Extrait de page ->
★ ★ ★ ★

Alors, il faudrait peut-être chercher du côté du complexe d'Oedipe. Moi qui aimais tant mon père, j'aurais rêvé du meurtre du roi ? Et j'aurais refoulé cette pensée ? (A moins qu'il ne s'agisse du meurtre de ce maître autoritaire). Peu importe l'explication du mot d'ailleurs. L'essentiel c'est que ça me fasse tant de bien de faire resurgir ces mots si profondément enfouis. Oh mais, attendez je me sens prêt à nouveau :
crinoline - acrimonie - crémone – crémonîtoire - crématoire - crime atroce - criminelle – criminologie - criminimini - cryologie - l'acrimonie.

★ ★ ★ ★

Enregistrements ->
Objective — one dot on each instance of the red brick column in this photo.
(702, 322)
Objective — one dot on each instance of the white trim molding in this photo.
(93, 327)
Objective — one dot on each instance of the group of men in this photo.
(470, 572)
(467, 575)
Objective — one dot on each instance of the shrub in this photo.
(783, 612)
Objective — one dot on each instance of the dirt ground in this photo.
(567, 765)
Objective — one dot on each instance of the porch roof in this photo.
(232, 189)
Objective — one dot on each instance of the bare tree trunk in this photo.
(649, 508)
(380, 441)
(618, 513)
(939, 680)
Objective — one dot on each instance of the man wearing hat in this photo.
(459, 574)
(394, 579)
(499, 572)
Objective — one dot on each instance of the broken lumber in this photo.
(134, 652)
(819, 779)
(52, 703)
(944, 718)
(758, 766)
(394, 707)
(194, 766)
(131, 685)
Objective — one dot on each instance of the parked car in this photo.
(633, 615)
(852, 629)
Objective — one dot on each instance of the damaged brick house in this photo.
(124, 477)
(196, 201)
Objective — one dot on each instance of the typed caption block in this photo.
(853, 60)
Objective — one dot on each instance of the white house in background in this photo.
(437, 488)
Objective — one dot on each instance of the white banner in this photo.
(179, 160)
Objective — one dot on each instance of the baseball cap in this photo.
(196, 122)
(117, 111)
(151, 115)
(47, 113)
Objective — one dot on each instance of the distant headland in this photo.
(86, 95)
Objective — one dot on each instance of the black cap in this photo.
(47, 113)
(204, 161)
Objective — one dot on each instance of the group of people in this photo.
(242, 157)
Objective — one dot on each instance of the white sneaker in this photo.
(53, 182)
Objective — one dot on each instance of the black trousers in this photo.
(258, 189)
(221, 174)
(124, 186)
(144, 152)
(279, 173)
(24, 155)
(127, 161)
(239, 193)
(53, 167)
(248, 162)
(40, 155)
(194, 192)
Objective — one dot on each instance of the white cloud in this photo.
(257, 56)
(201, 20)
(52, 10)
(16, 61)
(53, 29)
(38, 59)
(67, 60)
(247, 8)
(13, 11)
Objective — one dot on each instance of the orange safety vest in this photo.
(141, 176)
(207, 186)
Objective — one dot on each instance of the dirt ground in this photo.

★ ★ ★ ★

Objectif ->
Selon l'extrait de page, de quel complexe faudrait-il peut-être chercher du côté ? Ces enregistrements viennent d'une autre source.

Réponse rédigée ->
Du complexe d'Oedipe.